## Problem requirements
Please repeat the passage of the MapReduce lab text below word for word, from "1. Which files" up to and including "results.append((file, 1))".

If you comfortably work out answers for all of these, feel free to add your own analyses!

When you're finished with the lab (or had completed what you can), choose **Save and Checkpoint** from the **File** menu, then choose **Download .ipynb** and save it to your computer. You can then submit via Studium.

In [12]:
# Read the log file into a list of lines
with open("nasa_access_log_aug95_sample.txt") as f:
    lines = f.readlines()

1. Which files were most popular (GET requests)

In [15]:
# MAP: Extract requested files from GET requests
def map_files(lines):
    results = []
    for line in lines:
        parts = line.split('"')
        if len(parts) > 1:
            request = parts[1]
            if request.startswith("GET"):
                file = request.split()[1]
                results.append((file, 1))
    return results


In [16]:
# REDUCE: Count how many times each file was requested
from collections import defaultdict

def reduce_counts(mapped):
    counts = defaultdict(int)
    for key, val in mapped:
        counts[key] += val
    return counts


In [17]:
# RUN: Apply Map and Reduce
mapped_files = map_files(lines)
reduced_files = reduce_counts(mapped_files)

## Dataset items
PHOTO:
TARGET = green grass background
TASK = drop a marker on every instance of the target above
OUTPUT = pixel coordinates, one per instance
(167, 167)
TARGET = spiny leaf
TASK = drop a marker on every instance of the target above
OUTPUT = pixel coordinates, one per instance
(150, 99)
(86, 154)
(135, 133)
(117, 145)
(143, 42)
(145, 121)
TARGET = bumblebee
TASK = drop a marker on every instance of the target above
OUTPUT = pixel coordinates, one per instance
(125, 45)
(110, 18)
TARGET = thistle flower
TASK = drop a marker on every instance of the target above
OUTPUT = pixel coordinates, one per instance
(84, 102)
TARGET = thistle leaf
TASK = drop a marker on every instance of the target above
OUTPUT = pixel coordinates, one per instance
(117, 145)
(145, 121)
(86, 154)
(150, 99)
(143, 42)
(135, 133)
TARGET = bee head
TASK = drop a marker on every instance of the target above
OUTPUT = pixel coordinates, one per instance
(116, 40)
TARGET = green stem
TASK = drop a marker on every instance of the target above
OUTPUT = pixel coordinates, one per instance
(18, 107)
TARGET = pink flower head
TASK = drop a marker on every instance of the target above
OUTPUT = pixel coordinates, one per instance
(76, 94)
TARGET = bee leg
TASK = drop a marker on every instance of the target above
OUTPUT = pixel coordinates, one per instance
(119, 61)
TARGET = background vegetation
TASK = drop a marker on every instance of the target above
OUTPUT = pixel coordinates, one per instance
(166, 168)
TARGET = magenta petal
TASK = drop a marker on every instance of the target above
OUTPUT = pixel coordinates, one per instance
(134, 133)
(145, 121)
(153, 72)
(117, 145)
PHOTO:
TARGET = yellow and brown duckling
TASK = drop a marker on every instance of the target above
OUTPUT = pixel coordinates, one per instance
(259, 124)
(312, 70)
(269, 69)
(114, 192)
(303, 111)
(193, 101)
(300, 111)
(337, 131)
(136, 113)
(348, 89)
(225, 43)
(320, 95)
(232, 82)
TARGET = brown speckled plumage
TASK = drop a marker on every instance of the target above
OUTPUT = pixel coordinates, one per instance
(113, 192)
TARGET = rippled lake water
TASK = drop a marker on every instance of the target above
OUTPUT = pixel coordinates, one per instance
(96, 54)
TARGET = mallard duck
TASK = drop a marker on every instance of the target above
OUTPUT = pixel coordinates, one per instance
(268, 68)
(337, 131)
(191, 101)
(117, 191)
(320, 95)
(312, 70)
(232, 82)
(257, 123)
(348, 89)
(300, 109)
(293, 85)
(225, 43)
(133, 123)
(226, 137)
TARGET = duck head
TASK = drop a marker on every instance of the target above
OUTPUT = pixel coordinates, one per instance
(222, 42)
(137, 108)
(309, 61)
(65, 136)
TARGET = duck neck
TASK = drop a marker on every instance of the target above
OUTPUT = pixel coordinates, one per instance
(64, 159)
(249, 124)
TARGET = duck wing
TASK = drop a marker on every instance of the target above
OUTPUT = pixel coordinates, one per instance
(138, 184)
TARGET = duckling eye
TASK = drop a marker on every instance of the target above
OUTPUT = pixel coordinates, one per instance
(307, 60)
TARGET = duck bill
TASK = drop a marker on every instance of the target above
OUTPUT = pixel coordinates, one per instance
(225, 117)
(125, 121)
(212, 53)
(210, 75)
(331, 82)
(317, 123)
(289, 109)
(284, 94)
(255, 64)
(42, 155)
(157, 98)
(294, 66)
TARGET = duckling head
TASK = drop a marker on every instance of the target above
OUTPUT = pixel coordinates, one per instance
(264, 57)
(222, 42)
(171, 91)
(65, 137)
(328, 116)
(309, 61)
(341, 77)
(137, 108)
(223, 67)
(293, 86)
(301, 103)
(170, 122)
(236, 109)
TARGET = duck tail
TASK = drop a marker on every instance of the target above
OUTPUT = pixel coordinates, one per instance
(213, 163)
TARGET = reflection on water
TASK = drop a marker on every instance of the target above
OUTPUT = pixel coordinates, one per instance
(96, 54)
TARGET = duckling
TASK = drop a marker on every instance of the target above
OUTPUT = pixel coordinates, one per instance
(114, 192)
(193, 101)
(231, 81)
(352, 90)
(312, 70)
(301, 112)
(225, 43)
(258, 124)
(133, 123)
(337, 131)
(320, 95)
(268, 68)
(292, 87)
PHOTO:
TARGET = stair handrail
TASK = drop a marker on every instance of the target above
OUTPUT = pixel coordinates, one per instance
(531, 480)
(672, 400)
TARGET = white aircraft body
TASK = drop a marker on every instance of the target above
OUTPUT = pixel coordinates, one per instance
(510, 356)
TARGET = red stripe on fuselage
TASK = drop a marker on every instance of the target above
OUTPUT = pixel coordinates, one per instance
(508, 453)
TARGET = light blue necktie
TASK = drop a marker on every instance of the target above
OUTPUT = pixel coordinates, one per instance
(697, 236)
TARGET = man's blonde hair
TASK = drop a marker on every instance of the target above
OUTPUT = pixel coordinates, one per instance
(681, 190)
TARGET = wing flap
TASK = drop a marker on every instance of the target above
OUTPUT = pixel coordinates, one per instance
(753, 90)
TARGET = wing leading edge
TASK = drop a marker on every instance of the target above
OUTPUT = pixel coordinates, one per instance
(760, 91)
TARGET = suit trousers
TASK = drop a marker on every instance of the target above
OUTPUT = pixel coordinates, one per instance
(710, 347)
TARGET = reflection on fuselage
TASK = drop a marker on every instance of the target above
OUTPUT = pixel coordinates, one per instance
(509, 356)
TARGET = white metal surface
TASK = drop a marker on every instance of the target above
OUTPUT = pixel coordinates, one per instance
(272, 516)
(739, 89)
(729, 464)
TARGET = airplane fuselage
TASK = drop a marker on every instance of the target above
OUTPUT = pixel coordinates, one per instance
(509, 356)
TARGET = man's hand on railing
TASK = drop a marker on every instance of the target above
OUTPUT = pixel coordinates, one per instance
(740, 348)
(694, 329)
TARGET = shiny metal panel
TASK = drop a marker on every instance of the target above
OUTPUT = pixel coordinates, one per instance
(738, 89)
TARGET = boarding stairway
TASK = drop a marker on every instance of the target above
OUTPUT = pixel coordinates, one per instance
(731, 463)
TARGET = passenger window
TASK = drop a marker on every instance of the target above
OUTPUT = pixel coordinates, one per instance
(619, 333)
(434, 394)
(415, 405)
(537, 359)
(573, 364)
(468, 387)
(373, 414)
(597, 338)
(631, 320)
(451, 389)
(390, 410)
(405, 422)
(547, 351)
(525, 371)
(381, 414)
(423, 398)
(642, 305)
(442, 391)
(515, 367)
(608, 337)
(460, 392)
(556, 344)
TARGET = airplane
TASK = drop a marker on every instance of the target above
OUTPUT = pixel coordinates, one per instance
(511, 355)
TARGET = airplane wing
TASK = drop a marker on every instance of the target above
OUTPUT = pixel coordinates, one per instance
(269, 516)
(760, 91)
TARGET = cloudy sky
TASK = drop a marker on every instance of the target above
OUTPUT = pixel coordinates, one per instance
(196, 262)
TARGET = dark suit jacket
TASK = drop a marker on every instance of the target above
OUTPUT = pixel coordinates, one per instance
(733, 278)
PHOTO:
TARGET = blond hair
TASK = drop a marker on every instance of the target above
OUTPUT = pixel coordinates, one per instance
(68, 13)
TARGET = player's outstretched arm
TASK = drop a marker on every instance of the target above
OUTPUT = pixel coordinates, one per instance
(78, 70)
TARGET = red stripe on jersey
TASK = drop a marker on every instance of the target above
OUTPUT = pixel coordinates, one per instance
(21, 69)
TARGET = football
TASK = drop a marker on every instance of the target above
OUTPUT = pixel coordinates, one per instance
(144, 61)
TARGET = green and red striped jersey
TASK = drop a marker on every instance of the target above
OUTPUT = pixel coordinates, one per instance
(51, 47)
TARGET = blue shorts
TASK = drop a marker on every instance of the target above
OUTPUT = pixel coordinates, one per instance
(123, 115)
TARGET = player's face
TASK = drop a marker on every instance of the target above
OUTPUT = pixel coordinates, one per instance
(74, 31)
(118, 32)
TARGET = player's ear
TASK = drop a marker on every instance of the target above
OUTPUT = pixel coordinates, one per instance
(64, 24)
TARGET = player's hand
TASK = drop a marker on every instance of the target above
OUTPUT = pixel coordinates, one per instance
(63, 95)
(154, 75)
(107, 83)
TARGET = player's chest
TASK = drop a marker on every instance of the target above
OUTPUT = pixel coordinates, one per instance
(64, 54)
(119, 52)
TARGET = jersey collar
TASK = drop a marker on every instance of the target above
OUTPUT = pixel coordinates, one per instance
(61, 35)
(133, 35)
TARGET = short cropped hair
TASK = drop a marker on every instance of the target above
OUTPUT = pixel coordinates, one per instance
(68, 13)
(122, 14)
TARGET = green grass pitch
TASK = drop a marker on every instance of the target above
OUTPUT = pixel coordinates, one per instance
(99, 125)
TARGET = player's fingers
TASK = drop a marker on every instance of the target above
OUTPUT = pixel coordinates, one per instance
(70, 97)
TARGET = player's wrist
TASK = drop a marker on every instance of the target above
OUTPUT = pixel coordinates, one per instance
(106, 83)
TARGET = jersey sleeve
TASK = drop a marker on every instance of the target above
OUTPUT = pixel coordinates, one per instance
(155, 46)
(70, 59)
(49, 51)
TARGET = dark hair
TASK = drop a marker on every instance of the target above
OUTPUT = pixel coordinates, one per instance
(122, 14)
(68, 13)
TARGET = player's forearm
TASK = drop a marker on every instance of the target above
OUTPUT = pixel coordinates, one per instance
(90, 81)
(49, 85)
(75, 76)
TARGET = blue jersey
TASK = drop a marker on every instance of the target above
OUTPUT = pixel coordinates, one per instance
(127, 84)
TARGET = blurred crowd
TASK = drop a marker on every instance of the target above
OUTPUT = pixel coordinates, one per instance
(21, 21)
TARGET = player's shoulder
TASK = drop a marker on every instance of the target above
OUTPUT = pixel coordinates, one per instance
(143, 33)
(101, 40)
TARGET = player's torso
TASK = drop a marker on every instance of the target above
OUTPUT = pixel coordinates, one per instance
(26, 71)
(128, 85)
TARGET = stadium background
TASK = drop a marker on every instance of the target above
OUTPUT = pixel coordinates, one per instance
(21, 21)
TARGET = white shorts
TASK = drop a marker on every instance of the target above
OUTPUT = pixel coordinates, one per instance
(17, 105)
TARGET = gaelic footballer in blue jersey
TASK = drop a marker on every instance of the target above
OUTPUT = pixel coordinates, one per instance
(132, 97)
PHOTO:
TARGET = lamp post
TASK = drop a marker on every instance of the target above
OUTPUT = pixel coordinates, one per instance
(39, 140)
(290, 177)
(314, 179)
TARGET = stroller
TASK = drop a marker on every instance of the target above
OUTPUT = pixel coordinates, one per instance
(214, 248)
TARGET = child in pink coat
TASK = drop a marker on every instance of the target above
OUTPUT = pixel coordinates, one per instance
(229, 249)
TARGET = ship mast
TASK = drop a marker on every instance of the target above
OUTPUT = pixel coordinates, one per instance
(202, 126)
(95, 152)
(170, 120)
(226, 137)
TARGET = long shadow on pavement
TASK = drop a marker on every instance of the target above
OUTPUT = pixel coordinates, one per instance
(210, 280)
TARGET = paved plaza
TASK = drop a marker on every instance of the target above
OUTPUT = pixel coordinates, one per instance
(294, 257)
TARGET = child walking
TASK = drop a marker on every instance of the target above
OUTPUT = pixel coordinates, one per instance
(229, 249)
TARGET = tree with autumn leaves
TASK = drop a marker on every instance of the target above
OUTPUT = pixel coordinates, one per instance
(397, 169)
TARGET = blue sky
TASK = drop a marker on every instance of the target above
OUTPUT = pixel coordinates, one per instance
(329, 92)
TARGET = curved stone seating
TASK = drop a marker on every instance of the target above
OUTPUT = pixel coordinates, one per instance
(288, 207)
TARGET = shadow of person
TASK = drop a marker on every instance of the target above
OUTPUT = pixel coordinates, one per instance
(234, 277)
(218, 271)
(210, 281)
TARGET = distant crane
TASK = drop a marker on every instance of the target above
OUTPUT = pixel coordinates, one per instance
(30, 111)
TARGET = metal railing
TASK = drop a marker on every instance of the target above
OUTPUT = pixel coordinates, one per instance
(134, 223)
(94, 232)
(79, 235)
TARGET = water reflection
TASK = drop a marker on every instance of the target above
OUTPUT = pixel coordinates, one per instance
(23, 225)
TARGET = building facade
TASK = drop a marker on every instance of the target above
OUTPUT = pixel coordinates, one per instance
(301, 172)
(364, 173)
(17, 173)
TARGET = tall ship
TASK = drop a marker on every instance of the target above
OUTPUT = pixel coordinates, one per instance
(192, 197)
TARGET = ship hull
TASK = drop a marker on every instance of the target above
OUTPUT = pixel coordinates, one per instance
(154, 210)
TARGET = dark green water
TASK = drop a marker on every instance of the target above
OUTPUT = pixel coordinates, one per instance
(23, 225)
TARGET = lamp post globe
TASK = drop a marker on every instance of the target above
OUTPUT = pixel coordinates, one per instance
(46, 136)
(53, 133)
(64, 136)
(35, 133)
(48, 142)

## Result of this task
1. Which files were most popular (GET requests)

In [15]:
# MAP: Extract requested files from GET requests
def map_files(lines):
    results = []
    for line in lines:
        parts = line.split('"')
        if len(parts) > 1:
            request = parts[1]
            if request.startswith("GET"):
                file = request.split()[1]
                results.append((file, 1))